* READING PASSAGE *
# I need to know THE ORDER of business please



## nemoryer (Oct 5, 2008)

Facts:

I have a landline phone with Comcast (am sick of them!).

I also have a Tracfone which I never use.

I wish to terminate Comcast and just use Tracfone.

I wish to "port" my Comcast # to Tracfone.

I would like to know what should I do first. Would anyone know please? Help.

I am afraid if I did this or that, and did not do it correctly, I might lose the number altogether.

I know that landline companies give terminated numbers away rather quickly.

Thank you very much.


----------



## TerryNet (Mar 23, 2005)

Arrange with Tracfone to "Transfer my number from another company to TracFone." I'm not sure you can do that with an already activated Tracfone. When your Tracfone begins to receive calls to your now-Comcast number you can make sure your service with Comcast is terminated.


----------



## DoubleHelix (Dec 10, 2004)

Comcast is not a landline service provider. It's a Voice Over IP (VoIP) provider. Calls are made and received over the Internet. I would be very hesitant to port a number to Tracfone. You must keep your service active with them, or it immediately terminates and you lose the number. Did you pre-pay for a year of service or something like that to ensure it doesn't lapse?

Tracfone is also one of the most expensive pre-paid cell providers. There are cheaper, better alternatives.


----------

* MATERIAL SHOWN *
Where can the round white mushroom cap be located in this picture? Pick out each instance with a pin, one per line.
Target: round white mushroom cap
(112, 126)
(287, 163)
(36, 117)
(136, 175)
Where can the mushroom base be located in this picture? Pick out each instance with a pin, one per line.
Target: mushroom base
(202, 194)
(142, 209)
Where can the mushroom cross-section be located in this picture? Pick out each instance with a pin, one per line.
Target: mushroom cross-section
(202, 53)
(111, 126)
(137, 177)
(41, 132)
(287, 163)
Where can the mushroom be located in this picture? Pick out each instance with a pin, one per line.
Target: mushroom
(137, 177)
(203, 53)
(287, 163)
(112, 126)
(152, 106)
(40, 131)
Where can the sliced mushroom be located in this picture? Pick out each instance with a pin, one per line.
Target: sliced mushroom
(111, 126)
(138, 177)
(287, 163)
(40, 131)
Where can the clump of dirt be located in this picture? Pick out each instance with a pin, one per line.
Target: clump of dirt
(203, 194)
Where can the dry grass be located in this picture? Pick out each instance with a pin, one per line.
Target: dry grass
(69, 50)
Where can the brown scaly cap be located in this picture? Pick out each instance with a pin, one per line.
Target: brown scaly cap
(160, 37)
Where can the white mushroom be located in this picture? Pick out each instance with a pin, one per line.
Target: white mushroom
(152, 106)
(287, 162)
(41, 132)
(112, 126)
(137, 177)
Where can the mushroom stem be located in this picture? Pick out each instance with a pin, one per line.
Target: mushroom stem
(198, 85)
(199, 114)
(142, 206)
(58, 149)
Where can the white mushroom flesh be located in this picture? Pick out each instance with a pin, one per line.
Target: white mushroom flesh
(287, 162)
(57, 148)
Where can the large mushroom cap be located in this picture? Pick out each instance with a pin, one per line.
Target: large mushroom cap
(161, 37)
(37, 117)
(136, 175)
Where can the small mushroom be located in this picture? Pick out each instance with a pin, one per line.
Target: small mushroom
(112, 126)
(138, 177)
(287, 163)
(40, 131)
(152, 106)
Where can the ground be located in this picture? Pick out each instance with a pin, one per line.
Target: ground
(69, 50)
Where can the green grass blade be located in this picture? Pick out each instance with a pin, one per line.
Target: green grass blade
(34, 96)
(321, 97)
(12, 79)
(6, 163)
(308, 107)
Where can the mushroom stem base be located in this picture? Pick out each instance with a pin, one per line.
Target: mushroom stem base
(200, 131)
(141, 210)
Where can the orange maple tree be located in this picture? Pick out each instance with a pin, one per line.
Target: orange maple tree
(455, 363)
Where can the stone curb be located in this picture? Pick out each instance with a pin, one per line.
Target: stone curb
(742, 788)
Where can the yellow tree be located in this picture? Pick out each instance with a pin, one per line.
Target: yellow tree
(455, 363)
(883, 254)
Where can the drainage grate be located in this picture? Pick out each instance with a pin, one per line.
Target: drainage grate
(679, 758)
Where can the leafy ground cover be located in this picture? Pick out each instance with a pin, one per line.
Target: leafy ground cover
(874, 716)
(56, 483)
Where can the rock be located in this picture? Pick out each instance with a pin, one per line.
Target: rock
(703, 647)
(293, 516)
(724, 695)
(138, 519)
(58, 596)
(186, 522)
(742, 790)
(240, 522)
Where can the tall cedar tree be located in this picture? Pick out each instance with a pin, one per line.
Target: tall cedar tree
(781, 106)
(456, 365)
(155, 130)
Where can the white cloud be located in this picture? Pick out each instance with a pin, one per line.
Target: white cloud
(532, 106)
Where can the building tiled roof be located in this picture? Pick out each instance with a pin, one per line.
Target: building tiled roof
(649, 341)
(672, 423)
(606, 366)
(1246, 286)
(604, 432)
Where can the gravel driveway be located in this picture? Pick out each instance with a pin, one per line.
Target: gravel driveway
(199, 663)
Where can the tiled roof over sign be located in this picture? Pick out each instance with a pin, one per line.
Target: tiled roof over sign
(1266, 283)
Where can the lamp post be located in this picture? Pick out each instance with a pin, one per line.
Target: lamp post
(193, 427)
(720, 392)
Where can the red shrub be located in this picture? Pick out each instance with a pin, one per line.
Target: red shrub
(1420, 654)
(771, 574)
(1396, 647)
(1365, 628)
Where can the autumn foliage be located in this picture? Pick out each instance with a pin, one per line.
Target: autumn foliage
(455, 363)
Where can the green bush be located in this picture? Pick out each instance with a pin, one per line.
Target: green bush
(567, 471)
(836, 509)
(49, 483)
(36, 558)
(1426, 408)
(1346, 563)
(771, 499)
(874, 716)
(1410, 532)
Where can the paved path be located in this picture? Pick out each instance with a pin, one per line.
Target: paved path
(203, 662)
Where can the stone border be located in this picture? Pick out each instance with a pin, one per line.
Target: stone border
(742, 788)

* SET PROBLEM *
In the forum thread on moving a phone number, why is DoubleHelix hesitant about porting the number to Tracfone? Answer in one to three sentences.

* EXERCISE RESPONSE *
DoubleHelix says that service with Tracfone must be kept active. If it lapses, it terminates immediately and the number is lost.